## To be done
Add 150 to every coordinate in the answers and rewrite the items, starting at the line that contains "Target: soccer player" and ending at the line that contains "(1293, 603)", with both of those lines included.

## Extracted material
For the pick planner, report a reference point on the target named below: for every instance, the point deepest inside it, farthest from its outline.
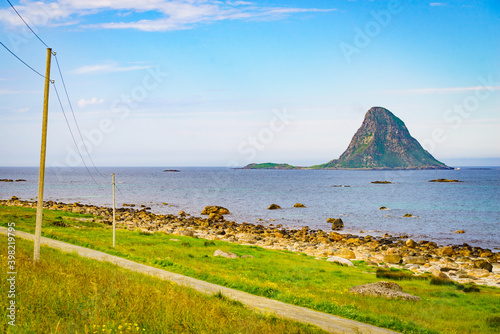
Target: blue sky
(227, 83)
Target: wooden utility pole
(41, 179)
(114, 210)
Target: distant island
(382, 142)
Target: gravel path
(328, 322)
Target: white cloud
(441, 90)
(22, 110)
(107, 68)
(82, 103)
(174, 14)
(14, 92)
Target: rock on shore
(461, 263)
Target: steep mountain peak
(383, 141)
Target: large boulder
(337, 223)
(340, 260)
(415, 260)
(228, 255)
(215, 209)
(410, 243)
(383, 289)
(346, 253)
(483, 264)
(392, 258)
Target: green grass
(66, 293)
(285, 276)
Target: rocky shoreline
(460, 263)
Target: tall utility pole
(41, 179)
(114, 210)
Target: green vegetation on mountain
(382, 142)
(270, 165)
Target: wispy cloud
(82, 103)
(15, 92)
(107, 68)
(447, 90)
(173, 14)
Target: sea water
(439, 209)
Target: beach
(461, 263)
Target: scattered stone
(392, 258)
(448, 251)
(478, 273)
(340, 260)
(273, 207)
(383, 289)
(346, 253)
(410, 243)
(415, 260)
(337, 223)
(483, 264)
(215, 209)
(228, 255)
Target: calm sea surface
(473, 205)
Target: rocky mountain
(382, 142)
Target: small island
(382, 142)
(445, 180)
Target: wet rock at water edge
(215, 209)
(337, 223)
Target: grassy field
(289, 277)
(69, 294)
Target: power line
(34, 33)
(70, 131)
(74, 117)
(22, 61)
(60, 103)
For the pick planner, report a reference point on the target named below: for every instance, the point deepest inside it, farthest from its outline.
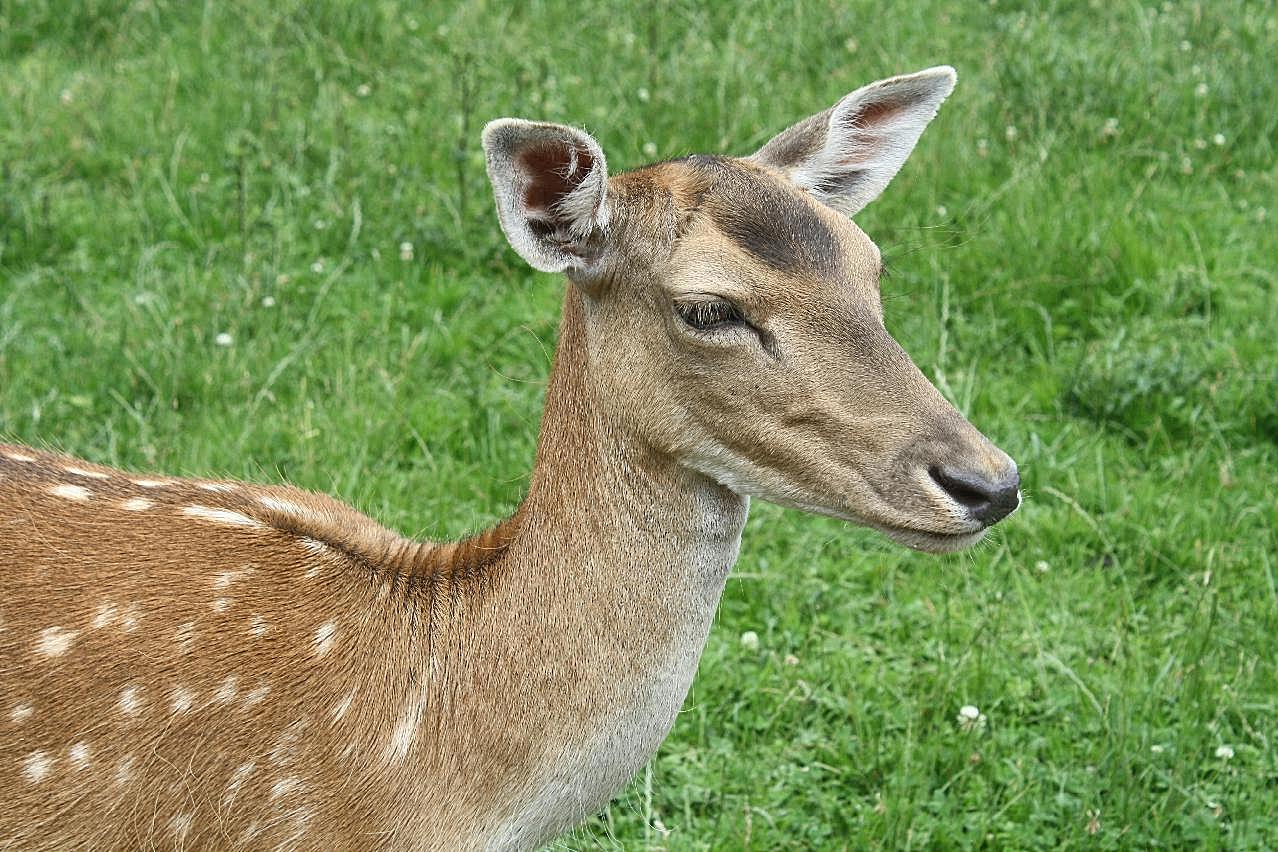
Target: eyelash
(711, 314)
--
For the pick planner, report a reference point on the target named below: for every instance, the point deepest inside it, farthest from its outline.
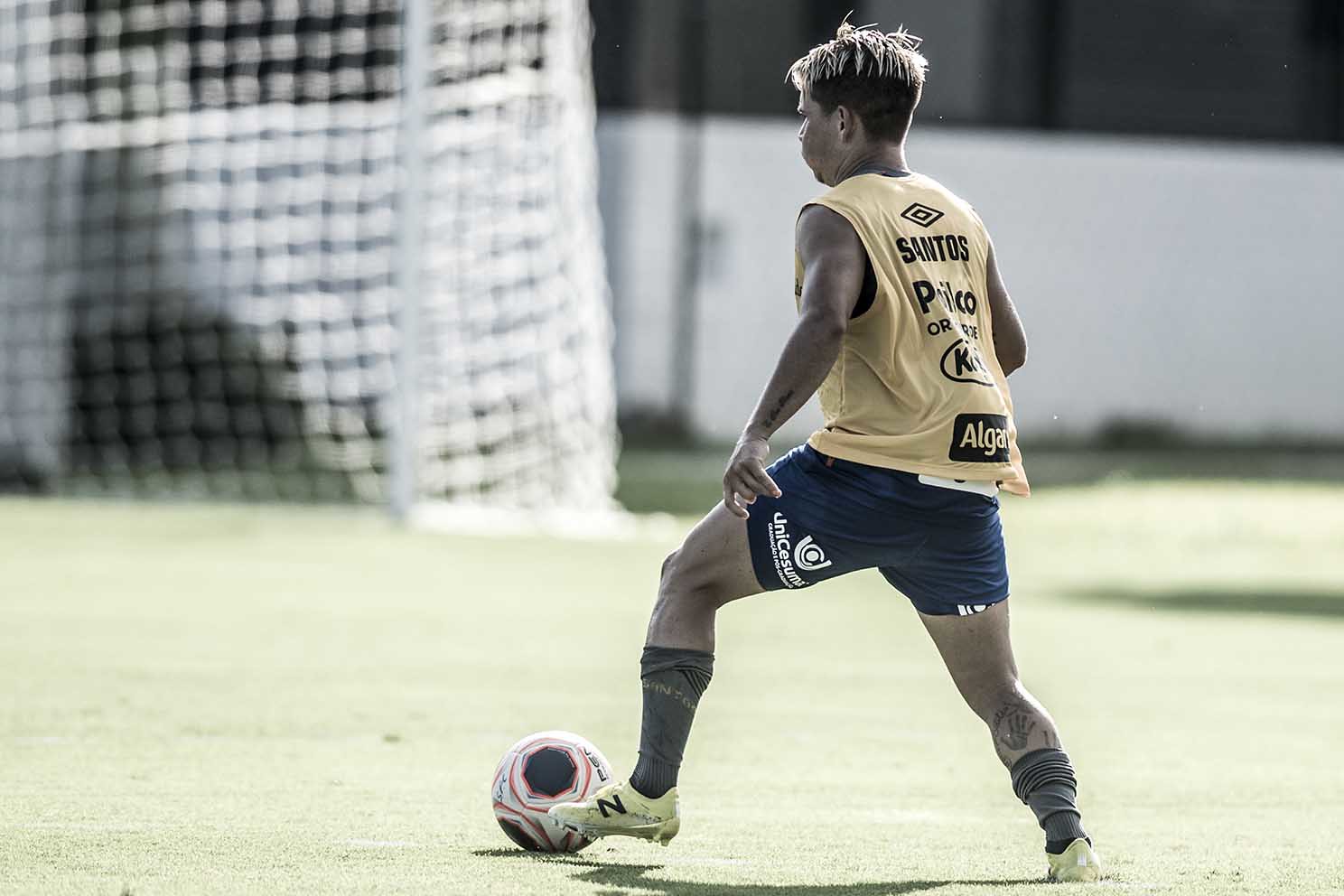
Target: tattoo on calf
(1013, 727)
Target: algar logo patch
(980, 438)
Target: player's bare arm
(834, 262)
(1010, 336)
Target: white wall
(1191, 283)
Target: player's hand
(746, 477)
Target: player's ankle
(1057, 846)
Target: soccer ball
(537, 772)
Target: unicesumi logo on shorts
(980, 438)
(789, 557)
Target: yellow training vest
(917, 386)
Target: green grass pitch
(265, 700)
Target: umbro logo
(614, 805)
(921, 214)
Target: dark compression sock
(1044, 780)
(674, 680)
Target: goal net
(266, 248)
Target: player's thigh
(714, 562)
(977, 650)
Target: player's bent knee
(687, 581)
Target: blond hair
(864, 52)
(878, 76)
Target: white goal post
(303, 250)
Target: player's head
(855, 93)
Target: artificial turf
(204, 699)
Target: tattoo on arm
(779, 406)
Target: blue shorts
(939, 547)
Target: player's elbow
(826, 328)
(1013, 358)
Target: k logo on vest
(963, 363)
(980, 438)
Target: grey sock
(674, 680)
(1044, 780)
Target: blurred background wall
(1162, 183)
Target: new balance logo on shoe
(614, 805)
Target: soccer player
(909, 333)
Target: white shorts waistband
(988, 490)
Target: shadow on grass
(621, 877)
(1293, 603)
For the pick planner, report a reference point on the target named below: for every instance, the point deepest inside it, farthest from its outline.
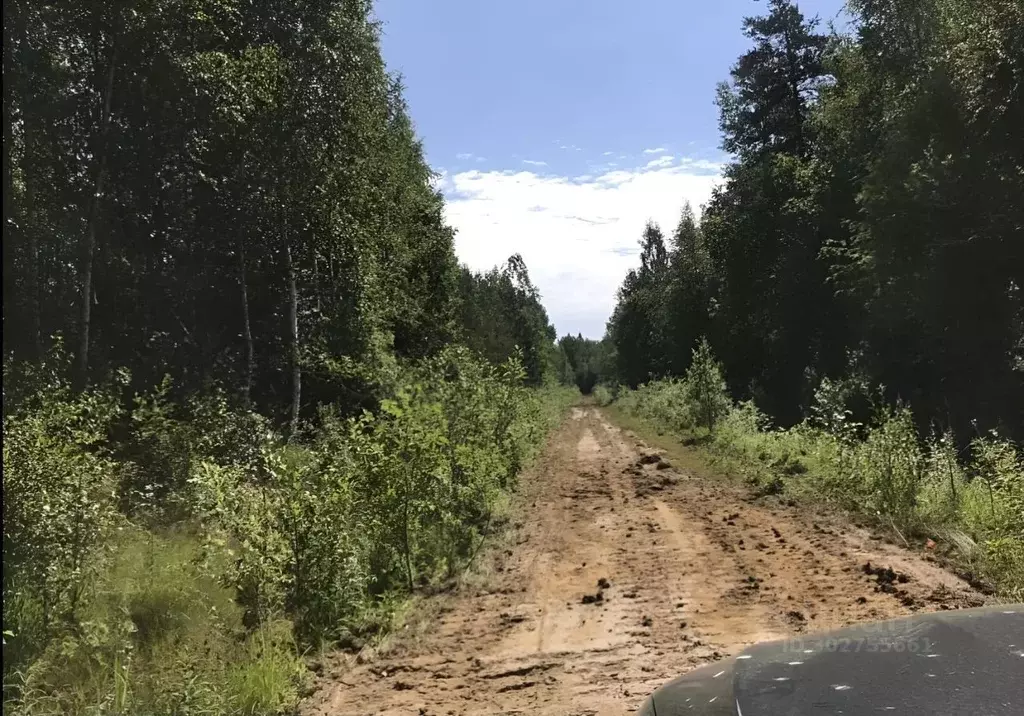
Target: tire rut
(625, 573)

## Reply
Target: soccer player
(1059, 483)
Target: white shorts waistband
(1138, 640)
Target: shadow on grass
(771, 1027)
(1443, 753)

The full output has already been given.